----- Supplied information -----

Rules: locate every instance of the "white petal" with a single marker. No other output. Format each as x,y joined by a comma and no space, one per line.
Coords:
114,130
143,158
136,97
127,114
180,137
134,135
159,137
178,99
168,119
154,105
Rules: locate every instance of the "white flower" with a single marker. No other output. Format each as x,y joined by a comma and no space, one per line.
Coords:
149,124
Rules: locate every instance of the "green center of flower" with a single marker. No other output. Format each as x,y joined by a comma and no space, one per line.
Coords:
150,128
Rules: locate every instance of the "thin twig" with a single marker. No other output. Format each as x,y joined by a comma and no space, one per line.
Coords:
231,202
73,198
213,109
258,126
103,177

-----
----- Supplied information -----

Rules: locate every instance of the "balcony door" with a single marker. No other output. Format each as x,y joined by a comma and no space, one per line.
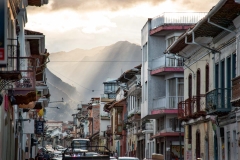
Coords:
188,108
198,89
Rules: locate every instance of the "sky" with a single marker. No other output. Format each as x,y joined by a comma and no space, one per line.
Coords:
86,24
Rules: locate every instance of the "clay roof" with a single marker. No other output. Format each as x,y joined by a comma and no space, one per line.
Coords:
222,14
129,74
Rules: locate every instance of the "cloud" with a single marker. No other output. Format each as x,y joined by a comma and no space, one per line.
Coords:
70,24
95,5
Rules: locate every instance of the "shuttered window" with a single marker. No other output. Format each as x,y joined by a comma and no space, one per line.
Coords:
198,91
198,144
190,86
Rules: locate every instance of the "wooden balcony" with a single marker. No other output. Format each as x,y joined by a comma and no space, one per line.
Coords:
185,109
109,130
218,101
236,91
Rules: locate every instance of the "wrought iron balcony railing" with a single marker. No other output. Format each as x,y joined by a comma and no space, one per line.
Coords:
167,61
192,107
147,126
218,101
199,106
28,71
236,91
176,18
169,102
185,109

-----

◆ Challenge:
List every line in the records above that includes the word "white".

◆ Worked solution:
Rules: locate every instance of the "white petal" with a single marker. No other output. Format each as x,y joined by a comma and no space, one per line.
Rules: locate every instance of the "white flower" with a single marker. No other output. Format each as x,y joined by a comma and no space, one per line.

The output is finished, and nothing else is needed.